Juanlu González •  Opinión •  15/10/2021

La geopolítica del precio de la energía en Europa

Una de las noticias más recurrentes de los medios de comunicación europeos en los últimos meses es el encarecimiento de los precios de la energía. No es un tema baladí. El nivel de la subida es tal, que está afectando directamente a muchas personas que no pueden afrontar subidas en el recibo de la luz de varios cientos de euros al año. Podemos imaginar el impacto en un país como España, donde los últimos estudios arrojan un panorama desolador para 6 millones de personas en pobreza severa y 11 millones en situación de exclusión social. Pero puede ser aún peor, muchas industrias con alta demanda energética están al borde de la rentabilidad y podrían detener sus ciclos productivos si la situación prosigue desbocada durante mucho más tiempo. Las consecuencias en la inflación están siendo enormes, tirando al alza de los precios más de un 3% desde enero y un 4% si consideramos la variación interanual del Indice de Precios al Consumo. Tanto es así que en Europa se baraja un frenazo en las expectativas de recuperación de los efectos económicos de la pandemia.

¿Qué ha sucedido para llegar a este desastroso estado de cosas? Obviamente se trata de fenómenos complejos en los que influyen diferentes tipos de factores. Algunos de ellos, por supuesto, son de tipo especulativo y de disponibilidad de material primas, pero también los hay de tipo político y climático. Si miramos la prensa corporativa y algunos líderes europeos, todo es más sencillo: la culpa la tiene Putin. No hay más preguntas señoría, no tenemos ni debemos saber nada más, no va ya a ser que la realidad pueda estropearles un titular que sirve para casi todo lo que sucede en el Viejo continente aun después del fin de la Guerra Fría.

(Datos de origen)

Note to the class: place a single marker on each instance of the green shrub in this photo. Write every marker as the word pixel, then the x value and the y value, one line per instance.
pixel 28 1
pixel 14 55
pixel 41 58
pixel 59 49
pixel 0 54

TAREAS DEL EJERCICIO:
1 > Indica si cada afirmación coincide con el texto sobre el precio de la energía en Europa. Responde sí o no y cita las palabras exactas del texto que lo deciden. (a) En España hay 6 millones de personas en pobreza severa. (b) Los precios han subido más de un 4% desde enero. (c) Según el texto, los factores que explican la situación son solo especulativos y de disponibilidad.
2 > Prolonga, por favor, el texto sobre el precio de la energía en Europa a partir de su última oración.

RESPUESTAS:
1 >
(a) Sí: «6 millones de personas en pobreza severa».
(b) No: «más de un 3% desde enero y un 4% si consideramos la variación interanual del Indice de Precios al Consumo».
(c) No: «pero también los hay de tipo político y climático».

2 >
El precio de la energía se determina en Europa, con leves diferencias entre cada país, mediante subastas mayoristas periódicas que varían en función de la oferta y la demanda y la participación de cada tipo de energía en el pool energético enchufado en cada momento para abastecer las necesidades de cada país. Si, gracias a los temporales de viento, las eólicas se convierten en la principal fuente de energía de un estado, como ocurrió en mayo pasado en España, no es necesario para abastecernos poner en marcha las centrales térmicas de carbón o gas, mucho más caras y contaminantes. El problema son los «precios marginalistas», que  hacen que todos los generadores energéticos cobren lo mismo que la energía más cara de las enchufadas, ganando las más baratas (renovables e hidráulicas) ingentes «beneficios caídos del cielo», un chollazo que habría que modificar o limitar con precios máximos por tipología productiva y relacionados con el coste real de la producción.

Esta explicación nos sirve para entender por qué pagamos precios tan altos a pesar de que cada vez hay más energía renovable —barata— en el pool, pero no las alzas de récords sucesivos que se están produciendo día tras día, sin ningún tipo de final aparente. Es ahí donde muchos sitúan como culpable las fluctuaciones del precio del gas y donde algunos pretenden ver la mano de Putin agitando la cuna. Pero tampoco es así del todo, antes de hablar del precio del gas es preciso citar otro factor importante: el mercado de emisiones de CO2. En efecto, lo que se concibió como una herramienta de descarbonización de la industria y la energía, ha sido penetrado por la economía de casino. Los derechos de emisión que las empresas tienen que comprar para poder verter CO2 posteriormente, se tratan como un mercado de futuros donde el 75% de las transacciones que se producen con ellos tienen fin especulativo y ajeno al mundo de la energía.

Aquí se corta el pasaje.